• Objective 1: Reproduce everything in the settlement opinion from "Trial of the" down to "an incredible waste.".
• Objective 2:
Answer these questions from the settlement opinion:
(a) On what date did Commonwealth implement a rate reduction?
(b) At minimum, how long would trial of the North Dakota case have taken?
(c) Which defendant initially underwrote the policies?

• Extracted text:

──────────

Based on the court's extensive exposure to the issues throughout the course of this litigation, the court can easily conclude that the proposed settlement is well within the range of potential outcomes in this case. Although the court does not intend at this point to evaluate the merits of the claims and defenses raised in the case, it does acknowledge that the final outcome had the case been tried was anything but certain. The issues were novel, they were highly complex, and a favorable outcome for plaintiffs was by no means assured. Even if plaintiffs prevailed on liability, there were serious issues on the proper measure of damages and whether many or even most of the class members have even suffered compensable damages. Class Counsel's negotiations on behalf of the Settlement Class had full appreciation of these risks, but were prepared to try the case for the North Dakota class if a sufficiently favorable settlement could not be reached.

In addition to providing a substantial fund to provide compensation to class members, the proposed settlement provides another, equally important benefit: Class members who still retain their long term care policies have already received a reduction in their premiums as a result of the settlement. Defendant Commonwealth implemented a rate reduction on November 1, 1999, within a month after reaching verbal agreement to settle and within just a few days after the written Stipulation for Settlement was executed and had received preliminary approval by the court. Further, Commonwealth has agreed in the settlement to refrain from any further requests for rate increases. The immediate availability of this relief together with the significant fact that premium reduction, a very real and substantial benefit to elderly class members on fixed incomes, would not have been available as a remedy at trial, further demonstrate the advantage of this settlement for the class.

The defendants' financial condition bears brief mention. Defendant Acceleration, who initially underwrote these policies, is financially strapped, and the primary focus of all settlement discussions between Class Counsel and Acceleration was the limit on Acceleration's ability to pay. Class Counsel and the court were satisfied that Acceleration contributed to the settlement fund to the extent that it could. Commonwealth, on the other hand, has substantial resources and could easily have funded continued litigation through trial, appeal and subsequent rounds if remand resulted. Such a lengthy process, while a legitimate contest on Commonwealth's part, would not be in the best interests of this elderly class.

Trial of the North Dakota case would have taken at least two weeks, followed inevitably by post-trial motions and appeal. The cases in Florida and Wyoming had recently been filed by Class Counsel and were progressing into discovery. They planned to file actions in other states as well (potentially 20 other states). Without the settlement and national class certification, the North Dakota case would have been tried separately and there is no assurance that even statewide classes would have been certified in the other states. Defendants planned to continue to contest certification of the North Dakota class as well. This litigation would have spanned many years to come and the expense would have been staggering. The delay alone would have been a travesty for the elderly class. The expense would have been an incredible waste.

──────────

• Data extract:
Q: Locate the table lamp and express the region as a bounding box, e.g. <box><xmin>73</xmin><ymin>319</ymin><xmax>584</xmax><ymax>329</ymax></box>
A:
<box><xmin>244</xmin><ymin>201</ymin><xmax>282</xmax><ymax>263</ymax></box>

──────────

• Exercise answer 1:
Trial of the North Dakota case would have taken at least two weeks, followed inevitably by post-trial motions and appeal. The cases in Florida and Wyoming had recently been filed by Class Counsel and were progressing into discovery. They planned to file actions in other states as well (potentially 20 other states). Without the settlement and national class certification, the North Dakota case would have been tried separately and there is no assurance that even statewide classes would have been certified in the other states. Defendants planned to continue to contest certification of the North Dakota class as well. This litigation would have spanned many years to come and the expense would have been staggering. The delay alone would have been a travesty for the elderly class. The expense would have been an incredible waste.

• Exercise answer 2:
(a) November 1, 1999
(b) At least two weeks
(c) Acceleration